**** Material ****
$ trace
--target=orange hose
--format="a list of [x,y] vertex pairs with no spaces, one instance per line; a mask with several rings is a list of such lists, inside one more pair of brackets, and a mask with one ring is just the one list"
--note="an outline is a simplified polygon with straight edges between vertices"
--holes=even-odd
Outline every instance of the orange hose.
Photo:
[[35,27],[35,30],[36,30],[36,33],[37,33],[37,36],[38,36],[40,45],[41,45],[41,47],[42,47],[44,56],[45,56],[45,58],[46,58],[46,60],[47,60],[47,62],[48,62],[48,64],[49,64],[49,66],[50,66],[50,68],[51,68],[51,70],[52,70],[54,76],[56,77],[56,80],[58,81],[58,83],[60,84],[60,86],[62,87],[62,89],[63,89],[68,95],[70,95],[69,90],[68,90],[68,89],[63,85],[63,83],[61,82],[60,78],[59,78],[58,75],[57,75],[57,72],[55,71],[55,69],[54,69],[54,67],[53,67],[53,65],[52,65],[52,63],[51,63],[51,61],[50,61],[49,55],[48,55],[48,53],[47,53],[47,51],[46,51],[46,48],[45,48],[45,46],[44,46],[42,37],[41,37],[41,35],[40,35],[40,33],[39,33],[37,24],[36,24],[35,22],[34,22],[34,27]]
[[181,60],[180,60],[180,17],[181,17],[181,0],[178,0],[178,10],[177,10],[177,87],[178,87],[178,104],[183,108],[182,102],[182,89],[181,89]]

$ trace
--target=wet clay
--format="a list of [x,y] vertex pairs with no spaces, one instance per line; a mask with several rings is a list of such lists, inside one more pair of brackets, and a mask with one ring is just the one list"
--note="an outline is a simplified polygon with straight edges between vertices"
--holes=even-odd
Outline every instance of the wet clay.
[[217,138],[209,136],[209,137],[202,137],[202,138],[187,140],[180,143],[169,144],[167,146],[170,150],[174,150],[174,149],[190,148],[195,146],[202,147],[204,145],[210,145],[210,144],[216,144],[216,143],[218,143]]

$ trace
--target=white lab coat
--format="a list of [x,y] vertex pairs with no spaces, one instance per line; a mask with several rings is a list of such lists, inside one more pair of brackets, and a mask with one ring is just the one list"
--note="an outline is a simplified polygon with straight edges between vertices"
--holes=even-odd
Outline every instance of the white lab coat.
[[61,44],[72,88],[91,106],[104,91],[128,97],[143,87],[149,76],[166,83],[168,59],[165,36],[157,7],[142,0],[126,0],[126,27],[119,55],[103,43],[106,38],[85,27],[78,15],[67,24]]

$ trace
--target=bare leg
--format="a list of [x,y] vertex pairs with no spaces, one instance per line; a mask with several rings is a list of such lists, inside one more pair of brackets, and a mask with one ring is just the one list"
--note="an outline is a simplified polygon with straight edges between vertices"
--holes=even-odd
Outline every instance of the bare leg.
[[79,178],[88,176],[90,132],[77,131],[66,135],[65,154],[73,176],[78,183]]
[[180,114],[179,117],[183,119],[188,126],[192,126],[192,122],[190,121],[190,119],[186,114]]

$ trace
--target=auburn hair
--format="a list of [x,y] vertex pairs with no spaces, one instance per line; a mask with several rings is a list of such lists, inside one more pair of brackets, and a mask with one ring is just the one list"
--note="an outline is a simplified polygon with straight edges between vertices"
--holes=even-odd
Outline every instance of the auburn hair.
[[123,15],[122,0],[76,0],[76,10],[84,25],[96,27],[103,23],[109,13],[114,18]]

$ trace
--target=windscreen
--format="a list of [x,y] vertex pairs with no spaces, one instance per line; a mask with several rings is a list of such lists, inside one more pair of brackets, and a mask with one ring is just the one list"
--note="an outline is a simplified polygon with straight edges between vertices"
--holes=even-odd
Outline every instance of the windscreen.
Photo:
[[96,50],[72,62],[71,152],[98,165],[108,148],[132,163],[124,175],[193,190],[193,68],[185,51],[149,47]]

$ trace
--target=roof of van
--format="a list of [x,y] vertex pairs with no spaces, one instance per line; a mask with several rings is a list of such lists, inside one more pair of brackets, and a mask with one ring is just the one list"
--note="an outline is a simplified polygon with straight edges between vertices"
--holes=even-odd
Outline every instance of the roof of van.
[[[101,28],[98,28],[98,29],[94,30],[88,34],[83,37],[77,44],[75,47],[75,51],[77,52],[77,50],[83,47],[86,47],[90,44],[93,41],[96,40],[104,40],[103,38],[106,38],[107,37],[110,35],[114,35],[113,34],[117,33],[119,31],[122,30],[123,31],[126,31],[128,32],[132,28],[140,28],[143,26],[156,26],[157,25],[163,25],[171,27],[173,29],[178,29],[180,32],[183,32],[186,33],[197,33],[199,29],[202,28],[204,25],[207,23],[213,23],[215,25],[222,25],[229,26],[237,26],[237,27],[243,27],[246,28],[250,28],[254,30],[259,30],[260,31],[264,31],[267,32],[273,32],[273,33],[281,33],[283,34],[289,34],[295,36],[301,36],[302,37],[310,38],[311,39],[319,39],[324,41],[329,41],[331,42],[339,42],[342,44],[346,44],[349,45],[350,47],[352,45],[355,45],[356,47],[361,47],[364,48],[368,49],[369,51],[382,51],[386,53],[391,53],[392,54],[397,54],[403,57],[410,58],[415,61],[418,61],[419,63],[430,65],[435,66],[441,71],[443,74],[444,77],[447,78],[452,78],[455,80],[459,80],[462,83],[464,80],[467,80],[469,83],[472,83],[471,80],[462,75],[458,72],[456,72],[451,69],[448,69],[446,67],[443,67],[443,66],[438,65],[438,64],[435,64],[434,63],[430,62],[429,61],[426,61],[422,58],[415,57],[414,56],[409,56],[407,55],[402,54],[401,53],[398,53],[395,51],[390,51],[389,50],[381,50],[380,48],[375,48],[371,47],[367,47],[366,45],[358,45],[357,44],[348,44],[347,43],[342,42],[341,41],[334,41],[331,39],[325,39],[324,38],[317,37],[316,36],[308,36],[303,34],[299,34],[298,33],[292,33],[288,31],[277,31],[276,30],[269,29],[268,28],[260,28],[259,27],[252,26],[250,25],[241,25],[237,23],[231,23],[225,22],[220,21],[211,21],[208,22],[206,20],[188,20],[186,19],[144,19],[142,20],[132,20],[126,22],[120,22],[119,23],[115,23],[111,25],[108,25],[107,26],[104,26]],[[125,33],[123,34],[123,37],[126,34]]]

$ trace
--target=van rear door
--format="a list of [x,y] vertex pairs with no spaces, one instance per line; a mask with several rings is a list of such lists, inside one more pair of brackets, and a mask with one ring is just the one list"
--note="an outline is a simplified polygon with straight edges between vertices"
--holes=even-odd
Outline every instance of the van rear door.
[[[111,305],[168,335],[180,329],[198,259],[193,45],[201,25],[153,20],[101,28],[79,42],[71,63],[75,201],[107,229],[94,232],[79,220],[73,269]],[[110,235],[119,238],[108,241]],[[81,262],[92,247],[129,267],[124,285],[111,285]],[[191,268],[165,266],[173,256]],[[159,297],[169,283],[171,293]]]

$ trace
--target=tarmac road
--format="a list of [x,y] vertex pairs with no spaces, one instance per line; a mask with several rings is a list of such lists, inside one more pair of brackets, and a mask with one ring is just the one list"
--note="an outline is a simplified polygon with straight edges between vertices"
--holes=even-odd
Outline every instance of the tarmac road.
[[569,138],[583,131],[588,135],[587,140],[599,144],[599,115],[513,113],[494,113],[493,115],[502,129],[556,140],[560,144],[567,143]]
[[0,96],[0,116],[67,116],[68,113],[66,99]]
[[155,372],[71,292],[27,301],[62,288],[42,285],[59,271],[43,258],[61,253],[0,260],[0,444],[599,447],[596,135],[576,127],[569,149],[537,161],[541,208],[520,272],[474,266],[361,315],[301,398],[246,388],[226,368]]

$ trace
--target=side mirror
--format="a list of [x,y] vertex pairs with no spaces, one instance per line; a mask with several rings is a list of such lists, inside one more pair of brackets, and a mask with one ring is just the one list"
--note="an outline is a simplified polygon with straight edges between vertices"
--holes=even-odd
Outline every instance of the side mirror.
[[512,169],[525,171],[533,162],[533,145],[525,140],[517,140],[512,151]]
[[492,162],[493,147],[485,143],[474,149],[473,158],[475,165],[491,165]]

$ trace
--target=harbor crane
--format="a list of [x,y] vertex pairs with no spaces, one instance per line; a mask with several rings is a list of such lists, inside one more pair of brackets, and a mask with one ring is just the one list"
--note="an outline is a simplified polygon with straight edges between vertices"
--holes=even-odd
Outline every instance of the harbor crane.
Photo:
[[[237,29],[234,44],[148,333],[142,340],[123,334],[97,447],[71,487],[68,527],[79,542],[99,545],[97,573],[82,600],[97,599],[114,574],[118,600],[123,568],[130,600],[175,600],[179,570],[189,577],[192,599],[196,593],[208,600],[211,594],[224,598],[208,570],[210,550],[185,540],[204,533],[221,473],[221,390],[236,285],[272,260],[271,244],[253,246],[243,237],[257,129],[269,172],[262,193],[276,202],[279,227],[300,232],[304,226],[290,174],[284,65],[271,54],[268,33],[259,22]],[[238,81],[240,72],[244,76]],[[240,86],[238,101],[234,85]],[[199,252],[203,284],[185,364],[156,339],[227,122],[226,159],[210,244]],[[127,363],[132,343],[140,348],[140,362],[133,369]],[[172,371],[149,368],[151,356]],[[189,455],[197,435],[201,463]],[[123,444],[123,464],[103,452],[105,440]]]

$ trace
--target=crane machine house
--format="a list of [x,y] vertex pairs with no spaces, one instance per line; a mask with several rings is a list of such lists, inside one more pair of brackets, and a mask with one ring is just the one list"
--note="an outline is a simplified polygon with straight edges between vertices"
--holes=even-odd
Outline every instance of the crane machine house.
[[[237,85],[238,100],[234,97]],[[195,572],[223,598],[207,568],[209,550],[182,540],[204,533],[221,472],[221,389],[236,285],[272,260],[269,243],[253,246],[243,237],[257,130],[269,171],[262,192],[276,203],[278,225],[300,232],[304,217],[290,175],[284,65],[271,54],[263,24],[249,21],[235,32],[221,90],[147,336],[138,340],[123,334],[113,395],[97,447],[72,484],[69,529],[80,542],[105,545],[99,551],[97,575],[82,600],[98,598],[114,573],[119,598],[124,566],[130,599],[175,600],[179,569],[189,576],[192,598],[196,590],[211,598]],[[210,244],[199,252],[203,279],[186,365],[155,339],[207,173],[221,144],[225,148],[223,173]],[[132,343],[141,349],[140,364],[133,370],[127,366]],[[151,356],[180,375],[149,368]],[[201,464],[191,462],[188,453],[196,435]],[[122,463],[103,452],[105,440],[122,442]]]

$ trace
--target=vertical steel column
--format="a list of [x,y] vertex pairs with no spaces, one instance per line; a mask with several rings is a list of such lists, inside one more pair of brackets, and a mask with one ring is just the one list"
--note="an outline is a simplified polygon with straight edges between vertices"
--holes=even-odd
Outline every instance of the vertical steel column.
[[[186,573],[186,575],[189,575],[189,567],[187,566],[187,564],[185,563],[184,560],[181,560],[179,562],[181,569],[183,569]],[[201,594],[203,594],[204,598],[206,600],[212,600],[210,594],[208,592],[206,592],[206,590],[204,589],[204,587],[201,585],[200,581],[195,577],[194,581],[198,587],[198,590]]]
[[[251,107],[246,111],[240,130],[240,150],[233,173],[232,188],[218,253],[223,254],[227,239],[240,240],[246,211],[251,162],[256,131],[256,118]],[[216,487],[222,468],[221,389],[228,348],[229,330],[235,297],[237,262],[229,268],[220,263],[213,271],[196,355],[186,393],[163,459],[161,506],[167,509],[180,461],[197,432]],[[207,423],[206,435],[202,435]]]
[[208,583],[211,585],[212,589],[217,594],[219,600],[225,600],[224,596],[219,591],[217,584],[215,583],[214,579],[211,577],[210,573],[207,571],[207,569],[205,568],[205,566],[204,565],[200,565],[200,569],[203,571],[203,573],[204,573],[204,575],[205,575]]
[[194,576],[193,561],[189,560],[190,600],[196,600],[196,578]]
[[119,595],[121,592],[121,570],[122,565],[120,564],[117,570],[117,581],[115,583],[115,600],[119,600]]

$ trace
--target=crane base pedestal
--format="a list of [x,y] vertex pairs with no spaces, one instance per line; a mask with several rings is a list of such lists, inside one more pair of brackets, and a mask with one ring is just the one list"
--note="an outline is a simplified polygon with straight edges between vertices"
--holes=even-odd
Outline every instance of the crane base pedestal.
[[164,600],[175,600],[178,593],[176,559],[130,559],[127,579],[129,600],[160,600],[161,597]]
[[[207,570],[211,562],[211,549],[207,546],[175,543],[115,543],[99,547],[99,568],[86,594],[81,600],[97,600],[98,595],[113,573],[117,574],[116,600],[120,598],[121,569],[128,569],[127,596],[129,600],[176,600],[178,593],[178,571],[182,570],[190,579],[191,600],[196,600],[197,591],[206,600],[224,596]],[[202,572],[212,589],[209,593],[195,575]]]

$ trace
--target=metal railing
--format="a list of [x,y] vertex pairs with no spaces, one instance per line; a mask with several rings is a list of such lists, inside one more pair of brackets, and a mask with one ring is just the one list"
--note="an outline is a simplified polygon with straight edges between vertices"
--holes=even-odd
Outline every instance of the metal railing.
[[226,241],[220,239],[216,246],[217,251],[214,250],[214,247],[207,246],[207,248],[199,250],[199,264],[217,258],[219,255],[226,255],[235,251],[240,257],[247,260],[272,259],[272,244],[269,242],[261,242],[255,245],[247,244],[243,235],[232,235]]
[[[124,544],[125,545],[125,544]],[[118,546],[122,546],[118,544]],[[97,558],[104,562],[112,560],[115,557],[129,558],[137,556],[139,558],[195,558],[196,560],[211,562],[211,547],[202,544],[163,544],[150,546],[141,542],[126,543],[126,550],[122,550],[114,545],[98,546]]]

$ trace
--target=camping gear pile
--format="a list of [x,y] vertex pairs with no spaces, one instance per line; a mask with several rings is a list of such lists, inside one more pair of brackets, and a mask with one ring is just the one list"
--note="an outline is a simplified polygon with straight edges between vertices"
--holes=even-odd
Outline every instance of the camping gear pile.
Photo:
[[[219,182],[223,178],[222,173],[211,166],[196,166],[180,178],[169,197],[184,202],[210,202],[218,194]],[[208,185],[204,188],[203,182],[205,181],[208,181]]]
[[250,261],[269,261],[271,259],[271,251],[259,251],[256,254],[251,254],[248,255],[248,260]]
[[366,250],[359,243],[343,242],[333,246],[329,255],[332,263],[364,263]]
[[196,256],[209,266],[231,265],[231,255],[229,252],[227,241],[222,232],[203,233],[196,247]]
****
Job: Pick out every line of the records that contains the word "column", matching case exactly, and copy each one.

Task output:
--target=vertical steel column
Outline every instance of the vertical steel column.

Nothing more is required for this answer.